**Direction:** Display each line of the listing below that contains the string "every".

_ _ _ _ _

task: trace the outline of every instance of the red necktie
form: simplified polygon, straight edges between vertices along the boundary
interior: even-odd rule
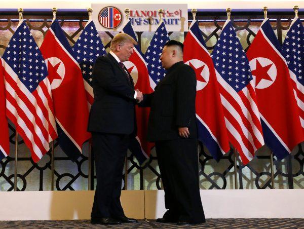
[[[119,63],[119,66],[120,66],[122,67],[122,68],[123,68],[124,69],[124,70],[125,71],[125,72],[127,74],[127,77],[128,77],[128,80],[129,80],[129,81],[130,81],[130,76],[129,75],[129,73],[128,73],[128,72],[127,71],[127,70],[126,70],[126,69],[125,68],[125,65],[124,65],[124,63],[122,62],[120,62]]]

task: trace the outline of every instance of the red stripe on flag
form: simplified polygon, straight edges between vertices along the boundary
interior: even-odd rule
[[[15,82],[12,79],[11,76],[8,73],[7,73],[7,74],[6,74],[5,80],[7,81],[7,82],[9,84],[10,84],[11,85],[11,86],[12,87],[12,88],[13,88],[13,89],[15,90],[16,94],[18,95],[18,96],[19,97],[19,98],[21,99],[21,100],[24,103],[24,104],[25,105],[26,107],[27,108],[27,109],[28,109],[29,111],[32,114],[32,115],[34,117],[34,120],[31,120],[31,121],[29,120],[29,122],[30,122],[31,123],[32,123],[33,122],[35,122],[36,125],[37,125],[37,127],[41,130],[42,135],[43,136],[43,137],[44,138],[44,139],[48,141],[48,143],[49,133],[48,132],[47,129],[46,129],[45,126],[44,125],[44,124],[42,123],[41,119],[38,116],[35,106],[32,104],[32,103],[30,102],[30,101],[29,101],[29,100],[26,97],[26,96],[24,94],[23,92],[22,91],[21,91],[21,90],[20,90],[20,89],[18,86],[18,85],[16,83],[16,82]],[[15,98],[13,98],[12,95],[11,95],[10,94],[10,92],[8,91],[8,94],[7,94],[7,98],[8,98],[9,94],[10,95],[10,96],[12,96],[11,98],[14,100],[14,101],[12,101],[11,102],[11,103],[12,103],[12,104],[13,104],[12,102],[14,102],[14,101],[16,102]],[[10,101],[11,101],[11,100],[10,100]],[[17,103],[15,103],[15,104],[17,105]],[[21,109],[21,110],[20,111],[21,111],[22,110],[22,112],[23,112],[23,110],[24,110],[24,109],[25,108],[25,107],[24,107],[24,108],[23,109],[22,107],[19,107],[19,103],[18,103],[18,107],[20,107]],[[15,106],[15,107],[17,108],[17,107],[16,106]],[[19,113],[19,110],[17,110],[17,111]],[[34,129],[33,129],[33,130],[34,132],[35,132]]]

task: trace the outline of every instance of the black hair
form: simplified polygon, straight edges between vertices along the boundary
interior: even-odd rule
[[[181,49],[181,51],[183,52],[183,45],[181,42],[178,42],[174,40],[171,40],[169,42],[167,42],[164,46],[173,46],[174,45],[177,45]]]

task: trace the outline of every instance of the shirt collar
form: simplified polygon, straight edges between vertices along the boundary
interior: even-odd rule
[[[115,59],[116,60],[116,61],[120,63],[121,61],[120,61],[120,60],[119,59],[119,58],[118,58],[118,57],[116,55],[116,54],[115,53],[114,53],[113,52],[112,52],[111,51],[110,51],[110,52],[109,53],[110,54],[111,54],[112,56],[113,56],[113,57],[114,57],[115,58]]]

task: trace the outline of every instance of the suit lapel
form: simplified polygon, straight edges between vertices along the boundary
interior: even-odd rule
[[[112,56],[109,53],[107,54],[108,57],[112,61],[113,63],[114,63],[114,65],[116,66],[122,72],[124,75],[126,75],[126,73],[125,72],[125,70],[120,66],[119,64],[117,62],[117,60],[114,58],[113,56]]]
[[[124,77],[126,79],[127,82],[128,82],[128,84],[131,85],[132,88],[134,88],[134,83],[133,79],[131,76],[131,74],[130,74],[130,73],[129,73],[129,71],[128,71],[128,70],[126,68],[126,66],[125,66],[124,69],[123,68],[120,66],[120,65],[117,62],[117,60],[116,60],[116,59],[114,58],[113,56],[112,56],[109,53],[108,53],[107,55],[108,57],[110,58],[110,59],[112,61],[112,62],[114,63],[115,66],[118,67],[119,69],[121,71],[122,73],[124,74]],[[127,75],[126,75],[126,73],[128,73],[128,74],[129,75],[129,77],[130,78],[130,81],[128,80],[128,78]]]

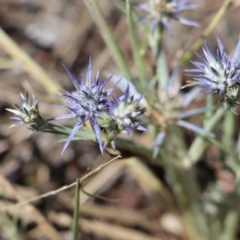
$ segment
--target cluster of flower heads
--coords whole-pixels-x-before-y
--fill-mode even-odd
[[[55,119],[74,118],[77,123],[73,127],[62,152],[65,151],[79,128],[87,121],[91,123],[94,129],[101,152],[103,152],[106,145],[106,143],[105,145],[102,143],[102,133],[106,134],[107,142],[112,142],[114,137],[122,131],[126,131],[128,134],[131,129],[146,131],[139,124],[139,118],[145,111],[139,105],[141,98],[134,99],[134,96],[129,93],[129,86],[124,95],[118,98],[110,97],[117,84],[105,90],[104,88],[111,78],[100,81],[99,73],[97,73],[96,77],[92,77],[91,58],[86,79],[81,76],[78,82],[67,69],[66,71],[75,90],[61,93],[61,98],[67,101],[67,105],[61,107],[70,110],[71,113],[58,116]]]
[[[187,118],[205,113],[209,108],[188,109],[189,105],[200,92],[195,87],[186,94],[182,94],[179,80],[180,69],[175,68],[168,79],[166,86],[158,89],[157,108],[150,114],[151,122],[155,125],[156,143],[153,151],[155,158],[167,137],[168,128],[178,125],[205,137],[214,137],[214,134],[187,121]],[[156,111],[155,111],[156,110]]]
[[[148,0],[146,3],[136,3],[135,5],[144,12],[142,19],[148,19],[154,32],[159,24],[162,24],[172,36],[169,22],[176,20],[184,25],[198,27],[199,24],[179,16],[186,10],[196,8],[191,4],[192,0]]]
[[[205,58],[197,54],[201,62],[193,62],[196,68],[186,70],[188,75],[193,77],[193,81],[189,81],[186,86],[198,85],[203,92],[220,96],[221,101],[237,114],[234,105],[240,105],[237,100],[240,91],[240,41],[232,59],[227,56],[219,39],[217,43],[218,49],[214,55],[205,42]]]

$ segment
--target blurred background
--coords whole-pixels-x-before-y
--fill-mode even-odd
[[[222,0],[195,2],[198,8],[186,12],[184,16],[199,22],[201,27],[190,28],[172,22],[174,38],[169,38],[167,34],[164,36],[169,70],[201,36],[223,3]],[[110,1],[101,0],[98,3],[128,59],[131,73],[137,76],[125,17]],[[221,39],[228,53],[234,50],[239,37],[239,5],[239,1],[236,1],[208,39],[213,50],[216,48],[216,38]],[[77,77],[86,73],[91,56],[94,74],[100,71],[103,79],[109,74],[121,77],[121,72],[116,68],[98,28],[81,0],[0,0],[0,26],[53,80],[53,84],[48,86],[45,81],[31,74],[31,69],[19,62],[19,54],[0,40],[0,173],[3,176],[0,185],[4,189],[1,191],[0,205],[3,206],[6,201],[18,201],[19,195],[23,200],[70,184],[116,154],[108,151],[101,155],[97,144],[76,141],[61,155],[63,143],[58,141],[64,139],[64,136],[37,133],[28,138],[30,132],[25,126],[9,128],[13,124],[9,119],[12,114],[5,108],[12,108],[12,104],[19,103],[20,92],[29,92],[38,99],[41,115],[45,118],[65,113],[54,106],[60,103],[57,96],[60,89],[73,90],[63,64]],[[148,51],[146,58],[150,78],[154,63]],[[184,74],[182,77],[185,82]],[[200,95],[195,106],[202,104],[201,99]],[[74,125],[74,121],[62,120],[56,123]],[[149,150],[154,146],[151,133],[135,133],[131,138],[125,135],[121,137]],[[217,158],[214,149],[209,151],[211,154],[206,156]],[[84,183],[87,192],[119,201],[103,201],[82,194],[79,239],[188,239],[164,169],[151,159],[135,154],[133,156],[133,153],[122,150],[121,160],[107,166]],[[201,175],[203,180],[213,175],[212,169],[205,164],[199,164],[199,172],[204,172]],[[11,191],[11,187],[7,188],[4,179],[11,182],[15,192]],[[27,215],[31,215],[31,212],[27,210],[25,218],[9,215],[9,222],[0,220],[0,239],[16,239],[9,232],[8,226],[17,227],[23,239],[70,239],[73,200],[74,189],[70,189],[34,202],[38,214],[29,217],[30,220]],[[38,219],[34,220],[34,217]],[[41,223],[45,225],[41,226]],[[55,229],[58,235],[46,234],[50,231],[49,227]]]

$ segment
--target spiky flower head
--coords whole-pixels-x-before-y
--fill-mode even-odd
[[[234,105],[240,105],[237,100],[240,90],[240,41],[232,59],[227,56],[219,39],[217,43],[217,53],[214,55],[205,41],[205,58],[197,54],[201,62],[193,62],[196,68],[186,70],[193,77],[193,81],[186,86],[199,85],[203,92],[218,95],[237,114]]]
[[[135,4],[145,15],[143,19],[148,19],[151,23],[152,32],[154,32],[159,24],[162,24],[172,36],[169,22],[176,20],[184,25],[198,27],[199,24],[179,16],[186,10],[196,8],[195,4],[191,4],[192,0],[148,0],[146,3]]]
[[[124,95],[111,102],[108,114],[99,115],[97,121],[107,133],[107,141],[112,141],[121,132],[129,135],[132,129],[147,131],[139,123],[145,112],[145,108],[140,106],[141,99],[142,97],[135,99],[130,94],[128,85]]]
[[[20,104],[14,104],[13,107],[15,109],[6,108],[7,111],[15,114],[14,117],[11,117],[15,123],[10,127],[27,124],[32,132],[37,132],[46,126],[45,120],[39,114],[38,101],[34,96],[31,99],[28,93],[26,93],[26,97],[21,93]]]
[[[150,111],[150,121],[153,123],[154,132],[156,134],[155,147],[153,157],[156,157],[160,148],[168,137],[168,131],[178,125],[187,130],[207,137],[214,137],[211,132],[189,122],[187,118],[205,113],[209,108],[189,109],[190,104],[200,92],[200,89],[195,87],[187,94],[183,94],[181,90],[181,81],[179,81],[180,69],[176,67],[169,79],[158,88],[157,98],[158,104],[153,105]],[[154,89],[152,89],[154,91]]]
[[[63,147],[62,153],[65,151],[79,128],[87,121],[91,123],[99,143],[99,148],[101,152],[103,152],[101,126],[97,122],[97,117],[100,113],[108,112],[110,110],[109,96],[115,86],[111,89],[104,90],[104,87],[109,82],[110,78],[100,82],[99,73],[97,73],[96,77],[92,76],[91,58],[89,60],[85,79],[81,76],[78,82],[68,69],[66,69],[66,71],[72,80],[75,90],[73,92],[61,93],[60,97],[67,101],[67,105],[61,107],[70,110],[71,113],[56,117],[55,119],[74,118],[77,120],[77,123],[71,131]]]

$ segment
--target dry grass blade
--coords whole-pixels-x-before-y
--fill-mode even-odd
[[[86,179],[92,177],[92,176],[95,175],[96,173],[100,172],[100,171],[101,171],[103,168],[105,168],[107,165],[109,165],[110,163],[114,162],[115,160],[117,160],[117,159],[119,159],[119,158],[121,158],[121,156],[118,155],[117,157],[111,159],[111,160],[108,161],[107,163],[104,163],[104,164],[102,164],[101,166],[97,167],[97,168],[94,169],[93,171],[89,172],[88,174],[86,174],[85,176],[83,176],[82,178],[80,178],[80,179],[79,179],[79,183],[81,184],[83,181],[85,181]],[[3,178],[3,177],[2,177],[2,178]],[[1,180],[1,175],[0,175],[0,180]],[[0,183],[1,183],[1,181],[0,181]],[[9,184],[10,184],[10,183],[9,183]],[[50,192],[47,192],[47,193],[45,193],[45,194],[41,194],[41,195],[39,195],[39,196],[30,198],[30,199],[27,199],[27,200],[22,200],[22,199],[21,199],[21,201],[20,201],[19,203],[15,204],[13,207],[15,207],[15,208],[21,207],[21,206],[24,206],[24,205],[29,204],[29,203],[31,203],[31,202],[40,200],[40,199],[42,199],[42,198],[46,198],[46,197],[49,197],[49,196],[56,195],[56,194],[58,194],[58,193],[60,193],[60,192],[62,192],[62,191],[65,191],[65,190],[67,190],[67,189],[69,189],[69,188],[72,188],[72,187],[74,187],[74,186],[76,186],[76,182],[73,182],[73,183],[71,183],[71,184],[69,184],[69,185],[66,185],[66,186],[63,186],[63,187],[61,187],[61,188],[59,188],[59,189],[57,189],[57,190],[50,191]],[[11,189],[11,188],[10,188],[10,189]],[[12,192],[12,194],[10,193],[11,195],[15,195],[14,191],[11,191],[11,192]],[[16,198],[16,199],[18,199],[18,198]],[[19,200],[19,199],[18,199],[18,200]],[[8,209],[8,208],[9,208],[8,206],[1,207],[1,208],[0,208],[0,211],[3,211],[3,210]]]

_ _ _ _ _

**Finished answer:**
task: trace the outline of every instance of the red necktie
task: trace the outline of every instance of the red stripe on flag
task: trace the outline of every instance of the black hair
task: trace the outline of every instance of the shirt collar
task: trace the outline of every instance of the suit lapel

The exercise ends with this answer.